● **Task objective**: Emit a verbatim copy of the lines running from the line with "of the reflection" through the end of the material below.

─── Stored rows

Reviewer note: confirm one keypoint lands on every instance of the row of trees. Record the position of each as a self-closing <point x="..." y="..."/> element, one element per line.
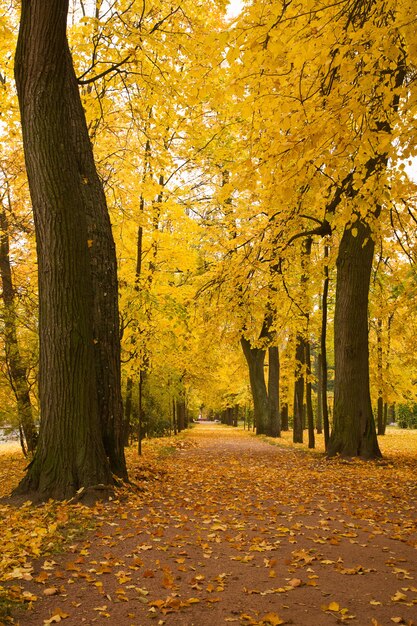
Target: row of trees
<point x="255" y="174"/>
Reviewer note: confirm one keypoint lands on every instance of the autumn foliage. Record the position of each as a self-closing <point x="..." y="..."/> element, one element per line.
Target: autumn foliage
<point x="220" y="527"/>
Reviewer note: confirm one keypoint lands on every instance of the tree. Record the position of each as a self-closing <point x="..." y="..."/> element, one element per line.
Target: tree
<point x="15" y="363"/>
<point x="75" y="259"/>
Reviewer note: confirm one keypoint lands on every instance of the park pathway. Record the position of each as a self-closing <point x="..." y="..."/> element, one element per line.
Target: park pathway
<point x="228" y="529"/>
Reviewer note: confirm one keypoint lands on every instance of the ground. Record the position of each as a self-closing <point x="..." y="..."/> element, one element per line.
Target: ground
<point x="227" y="528"/>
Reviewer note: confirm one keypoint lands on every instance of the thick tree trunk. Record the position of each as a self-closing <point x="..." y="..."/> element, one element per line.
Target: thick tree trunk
<point x="274" y="418"/>
<point x="299" y="390"/>
<point x="174" y="417"/>
<point x="284" y="417"/>
<point x="255" y="358"/>
<point x="380" y="402"/>
<point x="319" y="414"/>
<point x="309" y="401"/>
<point x="15" y="364"/>
<point x="70" y="452"/>
<point x="353" y="431"/>
<point x="128" y="409"/>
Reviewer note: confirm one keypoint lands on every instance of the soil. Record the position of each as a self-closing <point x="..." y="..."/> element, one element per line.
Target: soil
<point x="229" y="529"/>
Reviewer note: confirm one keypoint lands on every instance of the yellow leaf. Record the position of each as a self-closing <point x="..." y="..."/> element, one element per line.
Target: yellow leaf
<point x="398" y="597"/>
<point x="272" y="619"/>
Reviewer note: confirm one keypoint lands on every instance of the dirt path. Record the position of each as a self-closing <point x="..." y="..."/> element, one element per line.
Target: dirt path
<point x="235" y="530"/>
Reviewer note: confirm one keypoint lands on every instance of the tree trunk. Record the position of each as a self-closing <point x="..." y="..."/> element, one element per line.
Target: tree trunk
<point x="309" y="402"/>
<point x="323" y="351"/>
<point x="235" y="415"/>
<point x="274" y="418"/>
<point x="299" y="390"/>
<point x="174" y="417"/>
<point x="70" y="453"/>
<point x="319" y="414"/>
<point x="255" y="358"/>
<point x="128" y="409"/>
<point x="284" y="417"/>
<point x="15" y="364"/>
<point x="353" y="431"/>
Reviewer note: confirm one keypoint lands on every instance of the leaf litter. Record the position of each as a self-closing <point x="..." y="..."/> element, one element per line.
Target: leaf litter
<point x="224" y="529"/>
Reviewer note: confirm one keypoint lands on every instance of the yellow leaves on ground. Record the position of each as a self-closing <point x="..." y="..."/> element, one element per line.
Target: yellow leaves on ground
<point x="217" y="518"/>
<point x="57" y="616"/>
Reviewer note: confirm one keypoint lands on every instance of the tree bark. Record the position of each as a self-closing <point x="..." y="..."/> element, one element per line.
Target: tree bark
<point x="274" y="417"/>
<point x="319" y="414"/>
<point x="128" y="409"/>
<point x="353" y="431"/>
<point x="284" y="417"/>
<point x="323" y="351"/>
<point x="15" y="364"/>
<point x="70" y="452"/>
<point x="255" y="358"/>
<point x="299" y="390"/>
<point x="309" y="401"/>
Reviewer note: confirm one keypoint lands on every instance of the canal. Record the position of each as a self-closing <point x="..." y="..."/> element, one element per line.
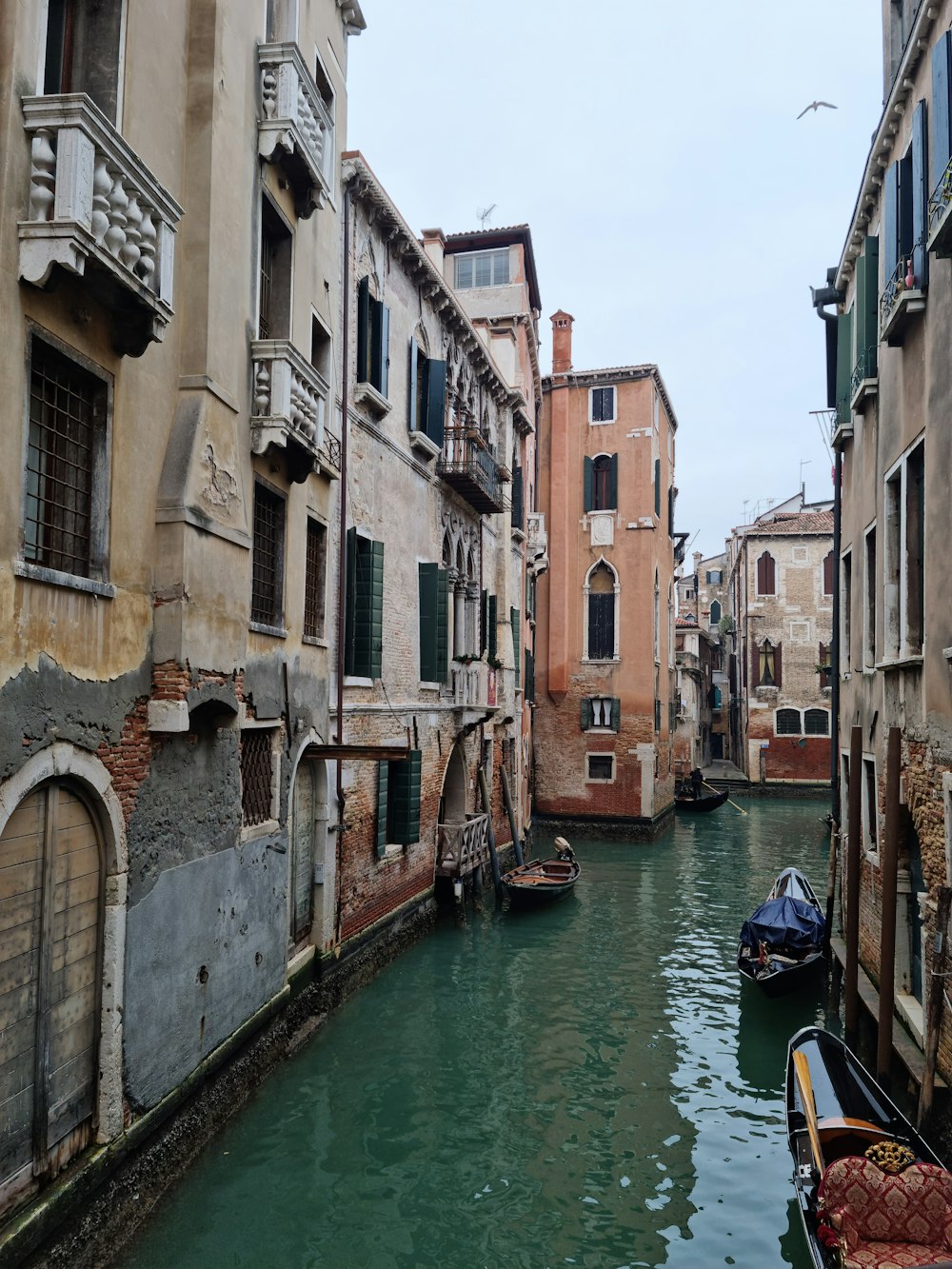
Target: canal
<point x="585" y="1085"/>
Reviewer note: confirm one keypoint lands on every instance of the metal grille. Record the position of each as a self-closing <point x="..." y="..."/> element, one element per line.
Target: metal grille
<point x="255" y="776"/>
<point x="267" y="564"/>
<point x="60" y="462"/>
<point x="315" y="572"/>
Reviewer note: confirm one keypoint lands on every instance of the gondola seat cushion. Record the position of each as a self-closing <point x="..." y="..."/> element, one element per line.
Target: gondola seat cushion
<point x="889" y="1221"/>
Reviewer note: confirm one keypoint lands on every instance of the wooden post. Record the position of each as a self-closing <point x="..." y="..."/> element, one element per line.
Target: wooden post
<point x="509" y="811"/>
<point x="490" y="834"/>
<point x="935" y="1001"/>
<point x="889" y="865"/>
<point x="851" y="1021"/>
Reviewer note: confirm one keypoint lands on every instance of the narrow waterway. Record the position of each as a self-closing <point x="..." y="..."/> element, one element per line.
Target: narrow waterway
<point x="585" y="1085"/>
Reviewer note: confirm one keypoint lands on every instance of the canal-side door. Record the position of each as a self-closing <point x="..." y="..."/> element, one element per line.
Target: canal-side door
<point x="51" y="902"/>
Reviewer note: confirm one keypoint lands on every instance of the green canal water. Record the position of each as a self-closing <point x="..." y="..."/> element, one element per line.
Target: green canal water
<point x="583" y="1085"/>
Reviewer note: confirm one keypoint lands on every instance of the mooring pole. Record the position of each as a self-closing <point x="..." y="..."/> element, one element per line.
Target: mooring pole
<point x="509" y="811"/>
<point x="490" y="834"/>
<point x="853" y="850"/>
<point x="889" y="864"/>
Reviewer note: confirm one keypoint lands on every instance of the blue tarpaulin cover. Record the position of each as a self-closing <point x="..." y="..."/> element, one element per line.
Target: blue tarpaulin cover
<point x="790" y="922"/>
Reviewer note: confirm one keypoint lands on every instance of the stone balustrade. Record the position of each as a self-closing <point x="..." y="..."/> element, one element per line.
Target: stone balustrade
<point x="93" y="202"/>
<point x="296" y="127"/>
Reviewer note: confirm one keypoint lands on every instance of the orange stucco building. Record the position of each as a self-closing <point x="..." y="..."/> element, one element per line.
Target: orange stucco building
<point x="605" y="635"/>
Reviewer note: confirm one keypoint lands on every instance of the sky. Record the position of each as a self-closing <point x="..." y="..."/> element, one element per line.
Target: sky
<point x="680" y="208"/>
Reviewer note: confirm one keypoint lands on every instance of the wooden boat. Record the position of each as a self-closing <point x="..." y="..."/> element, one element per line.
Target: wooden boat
<point x="706" y="803"/>
<point x="540" y="881"/>
<point x="781" y="943"/>
<point x="855" y="1210"/>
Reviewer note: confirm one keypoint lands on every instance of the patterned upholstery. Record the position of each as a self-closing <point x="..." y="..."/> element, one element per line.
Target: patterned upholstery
<point x="889" y="1222"/>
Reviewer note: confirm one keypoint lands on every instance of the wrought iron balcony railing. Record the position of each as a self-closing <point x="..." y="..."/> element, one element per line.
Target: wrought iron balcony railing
<point x="98" y="212"/>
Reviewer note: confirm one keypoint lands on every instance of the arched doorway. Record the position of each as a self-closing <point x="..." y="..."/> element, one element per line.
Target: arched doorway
<point x="51" y="942"/>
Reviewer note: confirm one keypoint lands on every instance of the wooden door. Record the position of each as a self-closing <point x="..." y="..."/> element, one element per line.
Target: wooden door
<point x="51" y="896"/>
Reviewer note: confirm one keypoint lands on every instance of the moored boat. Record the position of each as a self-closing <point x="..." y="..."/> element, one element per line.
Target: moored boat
<point x="870" y="1189"/>
<point x="781" y="943"/>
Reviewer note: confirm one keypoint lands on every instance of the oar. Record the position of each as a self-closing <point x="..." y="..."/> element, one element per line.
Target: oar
<point x="729" y="801"/>
<point x="802" y="1069"/>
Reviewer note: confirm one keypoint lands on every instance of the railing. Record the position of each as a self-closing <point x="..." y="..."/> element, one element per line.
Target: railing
<point x="461" y="848"/>
<point x="91" y="199"/>
<point x="296" y="127"/>
<point x="468" y="465"/>
<point x="289" y="399"/>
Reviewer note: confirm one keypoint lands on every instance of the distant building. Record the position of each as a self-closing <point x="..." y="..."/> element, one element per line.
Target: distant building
<point x="605" y="720"/>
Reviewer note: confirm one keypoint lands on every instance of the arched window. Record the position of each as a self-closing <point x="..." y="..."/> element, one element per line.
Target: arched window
<point x="601" y="614"/>
<point x="765" y="575"/>
<point x="787" y="723"/>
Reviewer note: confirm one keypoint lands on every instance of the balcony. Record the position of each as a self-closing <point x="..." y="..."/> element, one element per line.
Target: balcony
<point x="467" y="466"/>
<point x="461" y="848"/>
<point x="288" y="405"/>
<point x="901" y="304"/>
<point x="940" y="213"/>
<point x="98" y="212"/>
<point x="863" y="382"/>
<point x="296" y="129"/>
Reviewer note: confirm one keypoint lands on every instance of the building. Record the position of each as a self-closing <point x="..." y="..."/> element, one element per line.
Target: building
<point x="605" y="671"/>
<point x="886" y="306"/>
<point x="781" y="587"/>
<point x="170" y="279"/>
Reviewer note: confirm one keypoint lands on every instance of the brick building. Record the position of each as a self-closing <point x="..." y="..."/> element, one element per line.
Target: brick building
<point x="605" y="675"/>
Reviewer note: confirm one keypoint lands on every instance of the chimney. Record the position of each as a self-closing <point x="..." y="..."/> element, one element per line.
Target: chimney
<point x="562" y="342"/>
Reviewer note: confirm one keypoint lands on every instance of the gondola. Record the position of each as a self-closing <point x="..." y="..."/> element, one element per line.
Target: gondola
<point x="541" y="881"/>
<point x="706" y="803"/>
<point x="870" y="1189"/>
<point x="781" y="943"/>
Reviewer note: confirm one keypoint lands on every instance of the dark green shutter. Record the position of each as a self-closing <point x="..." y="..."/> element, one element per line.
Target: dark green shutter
<point x="383" y="783"/>
<point x="364" y="328"/>
<point x="436" y="400"/>
<point x="429" y="586"/>
<point x="406" y="799"/>
<point x="517" y="643"/>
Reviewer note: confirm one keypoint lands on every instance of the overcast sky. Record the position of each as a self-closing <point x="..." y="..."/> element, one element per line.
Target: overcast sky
<point x="678" y="207"/>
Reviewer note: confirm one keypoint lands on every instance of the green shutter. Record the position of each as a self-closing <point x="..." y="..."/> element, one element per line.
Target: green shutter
<point x="406" y="799"/>
<point x="517" y="643"/>
<point x="429" y="580"/>
<point x="383" y="782"/>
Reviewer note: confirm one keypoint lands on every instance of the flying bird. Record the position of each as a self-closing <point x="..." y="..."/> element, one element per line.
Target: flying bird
<point x="815" y="106"/>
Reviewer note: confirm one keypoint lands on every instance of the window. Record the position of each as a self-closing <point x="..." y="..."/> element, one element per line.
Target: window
<point x="765" y="575"/>
<point x="601" y="624"/>
<point x="602" y="405"/>
<point x="483" y="269"/>
<point x="434" y="608"/>
<point x="268" y="557"/>
<point x="372" y="339"/>
<point x="274" y="274"/>
<point x="315" y="579"/>
<point x="601" y="768"/>
<point x="601" y="475"/>
<point x="601" y="712"/>
<point x="428" y="395"/>
<point x="364" y="636"/>
<point x="67" y="509"/>
<point x="817" y="723"/>
<point x="399" y="803"/>
<point x="787" y="723"/>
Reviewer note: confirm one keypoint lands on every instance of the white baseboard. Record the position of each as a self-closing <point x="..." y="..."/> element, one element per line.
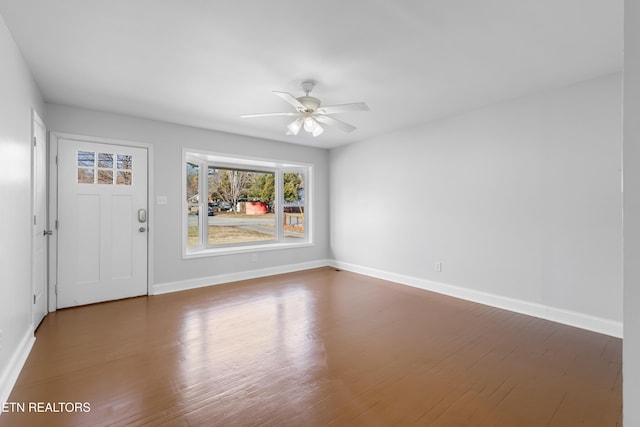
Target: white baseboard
<point x="567" y="317"/>
<point x="17" y="361"/>
<point x="182" y="285"/>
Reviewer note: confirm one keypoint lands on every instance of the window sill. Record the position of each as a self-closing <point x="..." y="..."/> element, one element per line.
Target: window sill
<point x="209" y="252"/>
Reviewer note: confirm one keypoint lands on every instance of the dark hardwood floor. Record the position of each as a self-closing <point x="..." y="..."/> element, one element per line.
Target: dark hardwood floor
<point x="315" y="348"/>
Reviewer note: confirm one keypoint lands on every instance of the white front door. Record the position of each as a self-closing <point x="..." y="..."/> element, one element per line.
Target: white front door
<point x="39" y="229"/>
<point x="102" y="222"/>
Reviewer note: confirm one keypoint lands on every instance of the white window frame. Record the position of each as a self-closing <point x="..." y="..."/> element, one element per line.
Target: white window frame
<point x="220" y="160"/>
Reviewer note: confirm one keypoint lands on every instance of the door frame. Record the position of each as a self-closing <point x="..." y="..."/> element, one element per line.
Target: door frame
<point x="36" y="118"/>
<point x="54" y="138"/>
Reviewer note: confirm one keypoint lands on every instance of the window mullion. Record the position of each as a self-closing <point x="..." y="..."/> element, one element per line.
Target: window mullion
<point x="278" y="207"/>
<point x="204" y="204"/>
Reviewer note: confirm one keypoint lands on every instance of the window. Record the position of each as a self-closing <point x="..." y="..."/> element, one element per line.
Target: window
<point x="242" y="205"/>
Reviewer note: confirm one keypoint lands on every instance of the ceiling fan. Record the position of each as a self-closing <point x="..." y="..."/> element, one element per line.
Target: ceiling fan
<point x="310" y="114"/>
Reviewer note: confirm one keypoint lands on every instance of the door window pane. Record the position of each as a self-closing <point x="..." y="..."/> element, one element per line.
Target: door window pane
<point x="105" y="176"/>
<point x="86" y="176"/>
<point x="105" y="160"/>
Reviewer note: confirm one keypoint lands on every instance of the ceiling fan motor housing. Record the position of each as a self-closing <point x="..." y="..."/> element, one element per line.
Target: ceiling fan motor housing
<point x="311" y="104"/>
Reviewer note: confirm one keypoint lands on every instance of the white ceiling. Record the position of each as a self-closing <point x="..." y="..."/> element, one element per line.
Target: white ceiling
<point x="204" y="63"/>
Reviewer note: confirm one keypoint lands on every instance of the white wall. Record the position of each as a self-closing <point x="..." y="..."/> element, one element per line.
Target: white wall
<point x="170" y="270"/>
<point x="519" y="200"/>
<point x="631" y="349"/>
<point x="18" y="95"/>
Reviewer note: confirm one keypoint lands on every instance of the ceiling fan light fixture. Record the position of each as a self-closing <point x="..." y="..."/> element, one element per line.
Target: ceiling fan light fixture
<point x="295" y="126"/>
<point x="309" y="124"/>
<point x="317" y="130"/>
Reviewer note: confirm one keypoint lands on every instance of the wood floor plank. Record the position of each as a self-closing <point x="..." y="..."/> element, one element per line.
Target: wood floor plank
<point x="314" y="348"/>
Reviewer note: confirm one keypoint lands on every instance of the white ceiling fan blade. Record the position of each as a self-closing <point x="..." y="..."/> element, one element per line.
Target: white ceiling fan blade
<point x="343" y="108"/>
<point x="295" y="126"/>
<point x="327" y="120"/>
<point x="268" y="114"/>
<point x="291" y="100"/>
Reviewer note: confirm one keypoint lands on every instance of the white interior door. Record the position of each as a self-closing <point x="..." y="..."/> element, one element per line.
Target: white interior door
<point x="39" y="231"/>
<point x="102" y="222"/>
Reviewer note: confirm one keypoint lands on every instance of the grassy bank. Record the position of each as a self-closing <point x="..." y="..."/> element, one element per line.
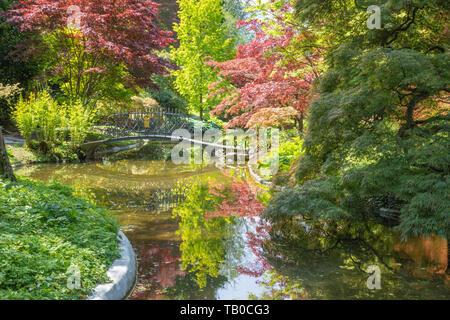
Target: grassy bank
<point x="43" y="231"/>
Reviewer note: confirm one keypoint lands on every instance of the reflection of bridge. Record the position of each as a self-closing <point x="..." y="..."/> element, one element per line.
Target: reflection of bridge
<point x="152" y="123"/>
<point x="150" y="200"/>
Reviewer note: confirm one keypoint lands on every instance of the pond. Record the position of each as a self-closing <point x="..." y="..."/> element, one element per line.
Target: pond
<point x="198" y="234"/>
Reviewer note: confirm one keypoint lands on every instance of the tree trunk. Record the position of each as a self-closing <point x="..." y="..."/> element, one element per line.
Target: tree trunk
<point x="5" y="166"/>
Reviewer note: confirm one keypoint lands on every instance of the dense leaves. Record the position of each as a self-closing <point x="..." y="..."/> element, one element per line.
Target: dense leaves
<point x="110" y="34"/>
<point x="379" y="128"/>
<point x="275" y="70"/>
<point x="43" y="231"/>
<point x="202" y="35"/>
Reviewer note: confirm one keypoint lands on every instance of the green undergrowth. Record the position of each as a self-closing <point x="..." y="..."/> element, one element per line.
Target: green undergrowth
<point x="44" y="230"/>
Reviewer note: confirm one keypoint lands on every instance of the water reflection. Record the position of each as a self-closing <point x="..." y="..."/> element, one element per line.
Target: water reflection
<point x="198" y="234"/>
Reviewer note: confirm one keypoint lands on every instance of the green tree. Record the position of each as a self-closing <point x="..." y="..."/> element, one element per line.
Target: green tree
<point x="202" y="34"/>
<point x="378" y="131"/>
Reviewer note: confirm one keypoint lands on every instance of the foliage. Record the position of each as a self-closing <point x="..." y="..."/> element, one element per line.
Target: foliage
<point x="202" y="36"/>
<point x="12" y="72"/>
<point x="41" y="115"/>
<point x="234" y="11"/>
<point x="167" y="95"/>
<point x="43" y="231"/>
<point x="380" y="125"/>
<point x="79" y="121"/>
<point x="8" y="92"/>
<point x="90" y="58"/>
<point x="275" y="70"/>
<point x="287" y="153"/>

──────

● **Result of the task**:
Reviewer note: confirm one keypoint lands on every instance of the reflection of bridge. Record the position of each as a self-closing <point x="..." y="..."/> element, one element per line.
Target: reflection of bridge
<point x="152" y="123"/>
<point x="150" y="200"/>
Reviewer note: confirm one keypoint lands on every instance of the pond. Record the position of each as a self-closing <point x="..." y="..."/> element, one element per line.
Target: pond
<point x="198" y="234"/>
Reviewer note: confirm one keypoint lands on every instance of the tree trunk. Record the position of each as a self-closing <point x="..." y="..."/> element, one element per line.
Target: tree trunk
<point x="5" y="166"/>
Reviewer note: confirm one keypoint lands on every instance of the dense leaves. Record the position of each as a self-closing <point x="..." y="..."/> element, one element per line.
Target: dense leaves
<point x="110" y="34"/>
<point x="379" y="128"/>
<point x="275" y="70"/>
<point x="43" y="231"/>
<point x="202" y="35"/>
Reviewer note: confirm one keypoint lands on every instance of the green undergrowth. Record the position of each as a self-closing <point x="..." y="..."/> element, one element per line.
Target: green undergrowth
<point x="44" y="230"/>
Reviewer note: confirm one keypoint lands on every instance of the water reflection. Record the position of each as a self-closing <point x="..." y="..."/> element, one element per line.
Target: water reflection
<point x="198" y="234"/>
Reviewer note: confirm one keypoint lands on every instance of the green tree. Record the position of each as a self-closing <point x="..." y="..."/> element, one element per line.
Target: green tree
<point x="202" y="34"/>
<point x="378" y="131"/>
Reviewer note: confirm one keypoint lands on every instance of the foliage. Record the position of each as a self-closing <point x="..." y="..."/> element, one element per line.
Target: foliage
<point x="202" y="36"/>
<point x="12" y="72"/>
<point x="41" y="115"/>
<point x="234" y="11"/>
<point x="167" y="95"/>
<point x="43" y="231"/>
<point x="380" y="125"/>
<point x="79" y="121"/>
<point x="8" y="92"/>
<point x="90" y="58"/>
<point x="275" y="70"/>
<point x="287" y="153"/>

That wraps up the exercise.